Input:

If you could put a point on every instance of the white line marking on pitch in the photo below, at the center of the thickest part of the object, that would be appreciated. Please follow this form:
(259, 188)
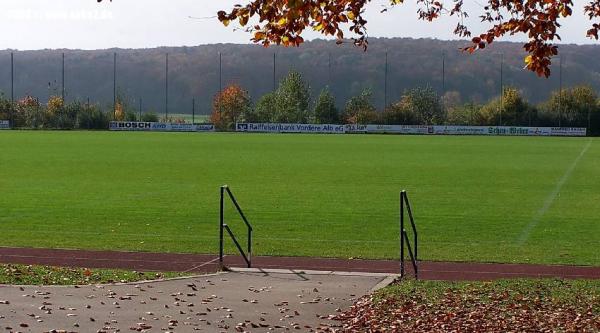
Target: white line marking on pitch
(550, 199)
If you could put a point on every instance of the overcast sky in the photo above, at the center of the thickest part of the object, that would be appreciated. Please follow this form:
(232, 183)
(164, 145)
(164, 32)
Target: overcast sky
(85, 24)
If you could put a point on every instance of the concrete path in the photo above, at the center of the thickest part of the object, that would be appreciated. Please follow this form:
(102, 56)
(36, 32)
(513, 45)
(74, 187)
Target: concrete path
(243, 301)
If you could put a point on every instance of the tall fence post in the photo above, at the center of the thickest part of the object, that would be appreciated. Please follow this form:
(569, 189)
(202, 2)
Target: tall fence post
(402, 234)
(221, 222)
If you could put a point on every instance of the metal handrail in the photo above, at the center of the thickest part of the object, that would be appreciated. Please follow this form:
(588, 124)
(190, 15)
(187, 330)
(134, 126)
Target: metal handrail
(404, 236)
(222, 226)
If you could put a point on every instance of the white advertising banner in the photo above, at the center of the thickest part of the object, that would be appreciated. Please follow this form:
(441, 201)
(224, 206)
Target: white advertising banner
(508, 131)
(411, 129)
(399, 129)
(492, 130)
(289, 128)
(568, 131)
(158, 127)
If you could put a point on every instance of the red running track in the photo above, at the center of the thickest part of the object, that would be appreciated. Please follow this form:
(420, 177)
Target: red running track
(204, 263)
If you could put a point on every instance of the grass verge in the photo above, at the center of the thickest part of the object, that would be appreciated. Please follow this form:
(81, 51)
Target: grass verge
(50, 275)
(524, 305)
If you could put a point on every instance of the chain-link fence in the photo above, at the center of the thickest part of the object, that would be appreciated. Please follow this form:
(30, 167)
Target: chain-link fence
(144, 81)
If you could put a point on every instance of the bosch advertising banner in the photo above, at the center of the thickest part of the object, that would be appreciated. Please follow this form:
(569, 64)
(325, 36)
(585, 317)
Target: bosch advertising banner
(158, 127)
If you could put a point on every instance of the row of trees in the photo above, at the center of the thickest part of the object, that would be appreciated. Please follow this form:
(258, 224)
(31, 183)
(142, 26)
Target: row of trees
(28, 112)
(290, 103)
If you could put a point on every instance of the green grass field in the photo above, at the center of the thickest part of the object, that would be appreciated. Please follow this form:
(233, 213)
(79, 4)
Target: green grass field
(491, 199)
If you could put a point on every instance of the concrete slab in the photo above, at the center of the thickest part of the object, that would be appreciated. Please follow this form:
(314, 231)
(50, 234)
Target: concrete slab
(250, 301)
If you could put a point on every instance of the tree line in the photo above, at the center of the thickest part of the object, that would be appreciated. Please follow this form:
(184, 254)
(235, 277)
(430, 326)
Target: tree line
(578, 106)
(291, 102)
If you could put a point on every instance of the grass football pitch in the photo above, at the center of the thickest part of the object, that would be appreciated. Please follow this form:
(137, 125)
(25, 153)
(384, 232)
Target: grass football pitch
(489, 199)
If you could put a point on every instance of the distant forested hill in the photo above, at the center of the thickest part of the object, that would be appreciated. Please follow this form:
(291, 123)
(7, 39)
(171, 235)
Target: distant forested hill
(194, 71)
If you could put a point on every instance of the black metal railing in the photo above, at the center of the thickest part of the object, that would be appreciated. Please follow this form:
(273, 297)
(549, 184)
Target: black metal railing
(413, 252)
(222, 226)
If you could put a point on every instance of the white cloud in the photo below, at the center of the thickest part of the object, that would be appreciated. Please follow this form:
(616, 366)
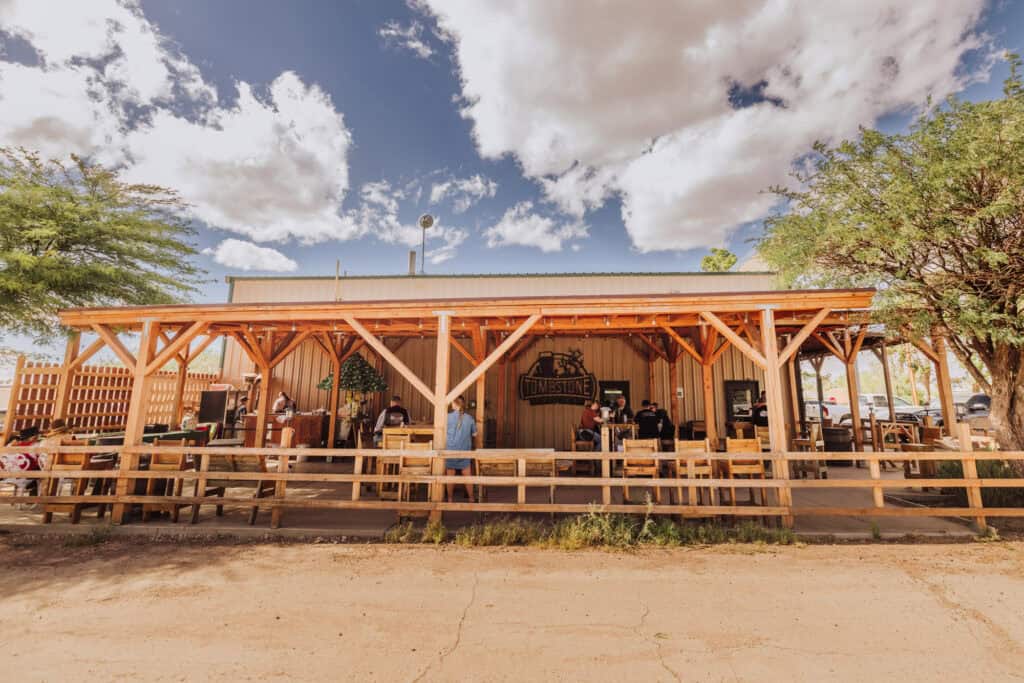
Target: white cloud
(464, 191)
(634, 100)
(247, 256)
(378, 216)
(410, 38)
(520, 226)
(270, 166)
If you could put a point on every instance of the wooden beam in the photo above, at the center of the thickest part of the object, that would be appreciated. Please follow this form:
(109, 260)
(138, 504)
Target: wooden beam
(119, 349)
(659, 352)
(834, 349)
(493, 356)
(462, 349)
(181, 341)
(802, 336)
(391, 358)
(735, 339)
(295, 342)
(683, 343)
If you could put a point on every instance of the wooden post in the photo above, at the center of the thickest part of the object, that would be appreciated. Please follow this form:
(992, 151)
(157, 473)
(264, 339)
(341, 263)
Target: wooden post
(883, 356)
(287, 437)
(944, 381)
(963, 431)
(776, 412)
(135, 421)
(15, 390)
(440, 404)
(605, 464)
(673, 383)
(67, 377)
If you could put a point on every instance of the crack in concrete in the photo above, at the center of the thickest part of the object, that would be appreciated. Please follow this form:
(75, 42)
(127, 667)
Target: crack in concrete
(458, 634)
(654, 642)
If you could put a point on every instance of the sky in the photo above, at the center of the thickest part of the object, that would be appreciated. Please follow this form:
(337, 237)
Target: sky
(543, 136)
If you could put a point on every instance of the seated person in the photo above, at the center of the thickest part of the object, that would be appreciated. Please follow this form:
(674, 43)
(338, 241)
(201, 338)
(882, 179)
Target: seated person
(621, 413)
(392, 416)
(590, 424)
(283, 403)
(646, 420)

Instructions for the task: Every line of the data above should be quoted exactly. Omit the pictures.

Complete answer:
If you could put a point on every instance of the white line marking on pitch in the photo below, at the center of the thickest part of the object, that would be appreciated. Please follow this form:
(259, 188)
Target: white line marking on pitch
(550, 199)
If you could put a point on every instance of the overcast sky in the photo above, at the center of the thickest part of the object, that would be appreciated. Please follow this form:
(232, 183)
(164, 145)
(164, 32)
Target: overcast sky
(85, 24)
If you could put a point on every instance of the concrete path in the photo above, at the center of the thickest part of the object, that would be appreciated. Please follow this form:
(102, 56)
(36, 32)
(513, 45)
(74, 187)
Target: concrete path
(243, 301)
If you could put a point on every instance of the tall fence post in the photo above, at the center of the thickest part of the object, that would be appreciated. Please follow this form:
(569, 189)
(202, 2)
Target: tall fence post
(402, 234)
(221, 222)
If you could put a point on every instance of the metal handrail in the photo above, at the center of the thickest part of the object, that would be appreciated. Please follow this form:
(588, 124)
(190, 15)
(187, 330)
(134, 126)
Target: metal handrail
(404, 236)
(222, 226)
If you could put a point on every instance of the white advertising banner in the photo above, at the center of the thickest part of the object, that would be appreciated. Please follow this form:
(441, 201)
(224, 206)
Target: white advertising banner
(508, 131)
(411, 129)
(399, 129)
(492, 130)
(289, 128)
(568, 131)
(158, 127)
If you could put a point on every instance of the red running track in the photo above, at the center of the thickest part of the object, that would be appreciated. Please follow this form:
(420, 177)
Target: red running track
(204, 263)
If you could put a point on every instance of the grass verge in the photo above, at the center of the thickest part of the object, that would be appreciated. Please follow this form:
(81, 51)
Target: grass verge
(50, 275)
(524, 305)
If you could put a point on every instance of the chain-link fence in the photo above, at the center of the thickest part of the object, that would be appreciated. Please follow this form:
(30, 167)
Target: chain-link fence
(144, 81)
If you could put a point on every instance of the bosch advertising banner in the photo above, at the center of the thickest part of the object, that would be appreciated. Please follow this form:
(569, 64)
(325, 36)
(585, 317)
Target: bosch advertising banner
(158, 127)
If you could put a point on every instance of the row of trees in the photo above, at the center of the thickest part of the object, that would be appreciated. Please follow this form:
(258, 224)
(31, 183)
(142, 26)
Target: row of trees
(28, 112)
(290, 103)
If you could put a point on every instance of the green grass field in the photo above, at the center of the thickest part of the object, that would be appreciated. Please follow this form:
(233, 213)
(79, 4)
Target: green grass field
(491, 199)
If you could put a point on every instance of the concrete slab in the photo above, at the center of the thickest part of the object, that would be appreciated. Please follow this form:
(314, 231)
(50, 234)
Target: concrete slab
(250, 301)
If you could put a point on every instance of the tree line in the photo above, at the center of the thickest part of the object, that would be appreciated. Please follow this form:
(184, 254)
(235, 277)
(430, 326)
Target: tree line
(578, 106)
(291, 102)
If you could put a point on every instance of the grass football pitch in the photo above, at the center of the thickest part of the object, that would be appreciated. Please follow this form:
(137, 125)
(25, 153)
(384, 232)
Target: grass football pitch
(489, 199)
If you could put a point on every instance of the distant forested hill in the photo above, at the center of the thickest part of the object, that would be appreciated. Please follow this form:
(291, 123)
(7, 39)
(171, 235)
Target: distant forested hill
(194, 71)
If you could put a point on every instance of the black metal railing in the photo above, at the center of the thickest part of the object, that would be appreciated. Please follow this form:
(273, 297)
(549, 184)
Target: black metal railing
(413, 252)
(222, 226)
If you could put a point on every instance of the white cloud in the photo below, at the center of the thickest part of the object, that would be appreciated. Please follow this form:
(616, 366)
Target: white cloud
(464, 191)
(634, 100)
(247, 256)
(378, 216)
(410, 38)
(520, 226)
(270, 166)
If you could put a point on every instance of the wooden beam in the photo above, at the center of the thickest part of the object, that would be appreciated. Please follow this form:
(109, 260)
(138, 504)
Target: wooden beam
(119, 349)
(659, 352)
(834, 349)
(493, 356)
(462, 349)
(181, 341)
(802, 336)
(391, 358)
(735, 339)
(295, 342)
(683, 343)
If you could put a point on every instance of the wooden post in the photo above, at the center of the thickest part of the object, that would be appreciated. Please follow this form:
(992, 151)
(157, 473)
(264, 339)
(341, 263)
Target: wooden post
(883, 356)
(287, 437)
(944, 381)
(963, 431)
(776, 412)
(135, 421)
(15, 390)
(440, 404)
(605, 464)
(673, 383)
(67, 377)
If you could put a point on every instance of the crack in concrete in the photo above, at the center of the thickest part of the object, that would be appreciated. Please follow this form:
(75, 42)
(127, 667)
Target: crack in concrete
(458, 634)
(654, 642)
If you could put a point on every instance of the sky in the photo above, at the center of the thickest part of the object, that would be appreciated. Please follow this form:
(337, 237)
Target: sky
(543, 136)
If you could put a point on every instance of the seated person in the photo above, at the center of the thickest part of the object, that would be appreciated. Please follow this form:
(674, 43)
(338, 241)
(201, 338)
(882, 179)
Target: seated person
(621, 413)
(392, 416)
(590, 424)
(283, 403)
(646, 420)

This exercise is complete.